Your tasks:
(a) In the breast cancer article, rewrite the passage from "Published: Mar. 15, 2023" to "and Environmental Control.", substituting "most frequently diagnosed" for "most commonly diagnosed".
(b) Answer these questions using the breast cancer article:
(i) Which report, and from which organization, states that Black women in the United States are 40% more likely to die from breast cancer?
(ii) What position does Dr. Megan Baker hold?
(iii) According to the South Carolina Department of Health and Environmental Control, where does breast cancer rank among causes of cancer-related deaths among women in the state?

Advocacy group spreads awareness on impacts of breast cancer in Black women

Black women in South Carolina and across the country are being disproportionally affected by the deadly impacts of breast cancer.
Published: Mar. 15, 2023 at 5:17 PM EDT|Updated: Mar. 15, 2023 at 7:35 PM EDT
Email This Link
Share on Pinterest
Share on LinkedIn

CHARLESTON, S.C. (WCSC) - Black women in South Carolina and across the country are being disproportionally affected by the deadly impacts of breast cancer.

Breast cancer is the most commonly diagnosed cancer among women in South Carolina, and the second leading cause of cancer-related deaths among women in the state, according to the South Carolina Department of Health and Environmental Control.

For Black women, those impacts can be particularly deadly. Black women in the United States are 40% more likely to die from breast cancer, according to the Cancer Disparities Report from the American Association for Cancer Research.

“We are seeing that women, particularly women of color, African American women, are less likely to be diagnosed with breast cancer but are more likely to die from breast cancer,” Director of the Cancer Program at Roper St. Francis Dr. Megan Baker said.

Information given:
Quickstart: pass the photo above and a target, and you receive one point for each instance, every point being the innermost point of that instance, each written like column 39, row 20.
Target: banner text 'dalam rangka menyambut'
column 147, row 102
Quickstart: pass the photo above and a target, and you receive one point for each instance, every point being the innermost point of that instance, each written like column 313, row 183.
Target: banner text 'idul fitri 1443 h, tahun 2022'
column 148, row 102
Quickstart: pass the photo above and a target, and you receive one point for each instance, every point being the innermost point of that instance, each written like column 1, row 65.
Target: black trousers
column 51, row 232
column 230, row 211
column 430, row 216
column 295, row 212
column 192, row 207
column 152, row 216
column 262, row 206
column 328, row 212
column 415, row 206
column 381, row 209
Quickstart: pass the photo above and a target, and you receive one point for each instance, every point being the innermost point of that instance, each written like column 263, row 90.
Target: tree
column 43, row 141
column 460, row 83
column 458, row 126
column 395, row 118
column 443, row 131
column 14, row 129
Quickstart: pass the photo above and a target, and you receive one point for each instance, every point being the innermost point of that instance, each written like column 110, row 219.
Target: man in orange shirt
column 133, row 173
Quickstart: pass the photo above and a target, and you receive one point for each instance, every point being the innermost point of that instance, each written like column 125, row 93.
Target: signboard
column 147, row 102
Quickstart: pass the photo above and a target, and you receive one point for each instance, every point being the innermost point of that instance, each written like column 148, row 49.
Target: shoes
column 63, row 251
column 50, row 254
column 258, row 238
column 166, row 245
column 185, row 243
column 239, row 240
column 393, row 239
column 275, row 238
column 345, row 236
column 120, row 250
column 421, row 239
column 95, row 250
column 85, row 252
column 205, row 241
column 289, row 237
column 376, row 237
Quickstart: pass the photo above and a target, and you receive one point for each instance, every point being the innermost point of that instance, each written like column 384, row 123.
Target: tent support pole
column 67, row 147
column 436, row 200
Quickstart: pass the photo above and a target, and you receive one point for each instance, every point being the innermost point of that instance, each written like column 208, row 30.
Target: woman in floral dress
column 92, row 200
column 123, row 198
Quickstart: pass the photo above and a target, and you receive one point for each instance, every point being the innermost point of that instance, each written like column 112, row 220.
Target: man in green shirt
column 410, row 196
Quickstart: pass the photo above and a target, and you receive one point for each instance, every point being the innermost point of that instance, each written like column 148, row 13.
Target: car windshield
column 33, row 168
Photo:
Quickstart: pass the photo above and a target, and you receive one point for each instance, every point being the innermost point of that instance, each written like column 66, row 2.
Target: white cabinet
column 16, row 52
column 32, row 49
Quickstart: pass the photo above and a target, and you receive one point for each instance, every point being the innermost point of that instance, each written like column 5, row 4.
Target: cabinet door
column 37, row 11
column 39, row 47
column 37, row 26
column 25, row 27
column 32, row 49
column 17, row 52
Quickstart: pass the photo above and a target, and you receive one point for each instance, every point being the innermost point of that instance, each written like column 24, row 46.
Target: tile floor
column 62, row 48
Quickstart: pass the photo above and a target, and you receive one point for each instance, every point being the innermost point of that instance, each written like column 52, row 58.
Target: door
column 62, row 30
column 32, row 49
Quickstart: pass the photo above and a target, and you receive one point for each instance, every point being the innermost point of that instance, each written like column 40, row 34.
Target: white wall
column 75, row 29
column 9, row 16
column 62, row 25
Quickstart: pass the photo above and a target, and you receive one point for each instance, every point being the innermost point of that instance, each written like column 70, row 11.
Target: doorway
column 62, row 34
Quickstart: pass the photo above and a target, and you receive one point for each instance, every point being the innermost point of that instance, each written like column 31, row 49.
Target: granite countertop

Responses per task:
(a)
Published: Mar. 15, 2023 at 5:17 PM EDT|Updated: Mar. 15, 2023 at 7:35 PM EDT
Email This Link
Share on Pinterest
Share on LinkedIn

CHARLESTON, S.C. (WCSC) - Black women in South Carolina and across the country are being disproportionally affected by the deadly impacts of breast cancer.

Breast cancer is the most frequently diagnosed cancer among women in South Carolina, and the second leading cause of cancer-related deaths among women in the state, according to the South Carolina Department of Health and Environmental Control.

(b)
(i) The Cancer Disparities Report from the American Association for Cancer Research.
(ii) She is Director of the Cancer Program at Roper St. Francis.
(iii) It is the second leading cause of cancer-related deaths among women in the state.